**To be done:** Copy each line below exactly and leave the pictures out.

**Location annotation dataset excerpts:**

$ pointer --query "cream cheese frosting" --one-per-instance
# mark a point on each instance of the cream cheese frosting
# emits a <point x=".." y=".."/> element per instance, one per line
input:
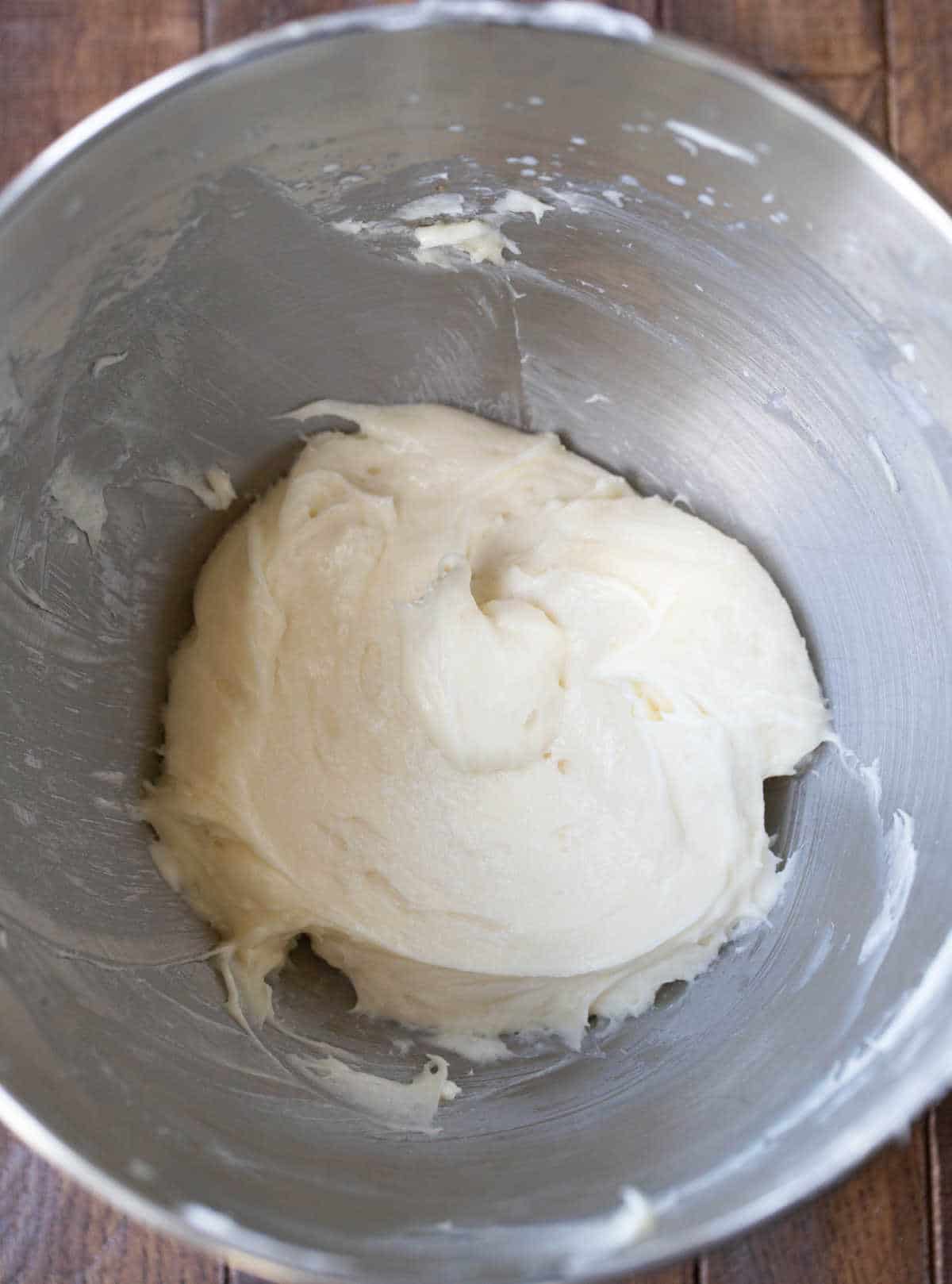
<point x="486" y="725"/>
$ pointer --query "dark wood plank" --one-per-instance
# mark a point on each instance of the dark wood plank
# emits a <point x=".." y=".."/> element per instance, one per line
<point x="874" y="1229"/>
<point x="230" y="20"/>
<point x="919" y="48"/>
<point x="60" y="60"/>
<point x="833" y="52"/>
<point x="53" y="1233"/>
<point x="941" y="1190"/>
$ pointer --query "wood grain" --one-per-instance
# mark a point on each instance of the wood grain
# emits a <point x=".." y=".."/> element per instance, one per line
<point x="919" y="56"/>
<point x="60" y="60"/>
<point x="887" y="64"/>
<point x="874" y="1229"/>
<point x="53" y="1233"/>
<point x="939" y="1132"/>
<point x="833" y="52"/>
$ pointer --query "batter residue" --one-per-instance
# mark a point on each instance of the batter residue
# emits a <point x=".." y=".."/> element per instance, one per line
<point x="486" y="725"/>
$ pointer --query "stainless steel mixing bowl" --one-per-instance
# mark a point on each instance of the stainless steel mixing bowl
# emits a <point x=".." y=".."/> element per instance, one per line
<point x="752" y="312"/>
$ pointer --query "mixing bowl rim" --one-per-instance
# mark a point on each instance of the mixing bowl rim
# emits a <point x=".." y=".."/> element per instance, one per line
<point x="931" y="1075"/>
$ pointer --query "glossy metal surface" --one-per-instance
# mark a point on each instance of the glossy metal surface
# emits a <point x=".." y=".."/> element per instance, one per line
<point x="761" y="328"/>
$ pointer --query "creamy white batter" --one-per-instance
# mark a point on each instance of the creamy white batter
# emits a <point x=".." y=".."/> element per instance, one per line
<point x="486" y="725"/>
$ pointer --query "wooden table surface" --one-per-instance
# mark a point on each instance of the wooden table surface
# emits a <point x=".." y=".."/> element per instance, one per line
<point x="887" y="64"/>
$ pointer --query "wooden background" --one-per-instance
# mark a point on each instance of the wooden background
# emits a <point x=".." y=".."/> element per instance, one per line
<point x="887" y="64"/>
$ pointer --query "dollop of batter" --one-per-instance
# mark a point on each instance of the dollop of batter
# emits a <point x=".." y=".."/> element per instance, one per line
<point x="486" y="725"/>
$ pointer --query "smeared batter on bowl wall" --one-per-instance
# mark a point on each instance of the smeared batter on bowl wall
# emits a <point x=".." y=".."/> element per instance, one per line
<point x="486" y="725"/>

**Written reply:**
$ pointer --query "cream cheese frosting" --one-per-instance
# mark a point on each instance of the cream cheese frosting
# emits a <point x=".." y=".."/> element per instance, one per line
input:
<point x="486" y="725"/>
$ pointer --query "dark wood plank" --one-per-instance
# mark a point on each instance of the dark wood plank
# emits a <point x=".." y=".."/> element per instance, one per line
<point x="874" y="1229"/>
<point x="230" y="20"/>
<point x="919" y="48"/>
<point x="60" y="60"/>
<point x="833" y="52"/>
<point x="53" y="1233"/>
<point x="941" y="1190"/>
$ pointer --query "wood grain" --one-per-instance
# mark a point on each instance of the wood grain
# emits a <point x=".." y=".."/> element per instance, one per line
<point x="919" y="56"/>
<point x="60" y="60"/>
<point x="887" y="64"/>
<point x="874" y="1229"/>
<point x="53" y="1233"/>
<point x="939" y="1132"/>
<point x="833" y="52"/>
$ pointer --query "batter residue" --one-per-instance
# mark a point on each instance of the batter residue
# emits a <point x=".." y=".."/> element per instance, one per line
<point x="486" y="725"/>
$ pointer --query "stainless steel mixing bowl" --one-per-instance
# mark a point on each instance of the stainless steel mixing bowl
# emits a <point x=".." y=".."/> element per instance, one per line
<point x="752" y="312"/>
$ pointer --query "mixing bowl rim" --one-per-instance
# mark a point on each instance of the mixing bowl rim
# emits a <point x=".." y=".."/> element per instance, one per line
<point x="931" y="1075"/>
$ pointer --query "glossy metal surface" --one-per-instance
# mark a point on each instance of the glossy metal surface
# emits a <point x=".." y=".."/> element per instance, one per line
<point x="761" y="328"/>
$ pointer --query "creamy white batter" --one-per-instance
# mark a point on each instance of the creamy white batter
# emits a <point x=".." y=".."/> element per instance, one per line
<point x="486" y="725"/>
$ pointer --query "wooden table surface" --one-per-instance
# mark a point on each instance of the wooden table surface
# emits a <point x=".." y=".."/> element per instance, one per line
<point x="887" y="64"/>
$ pointer --query "wooden background" --one-per-instance
# mark a point on each instance of the wooden background
# emits a <point x=".." y=".."/> element per instance, one per line
<point x="887" y="64"/>
$ pointer --query "dollop of batter" --one-per-instance
# mark a point on each instance of the dollop of batter
# emits a <point x=".." y=".."/> element per instance, one per line
<point x="486" y="725"/>
$ pointer --query "smeared batter on bowl wall" --one-per-instance
# mark a point on each instance of the smeared batter on bowl wall
# emits a <point x=".." y=".."/> element per instance, one per line
<point x="486" y="725"/>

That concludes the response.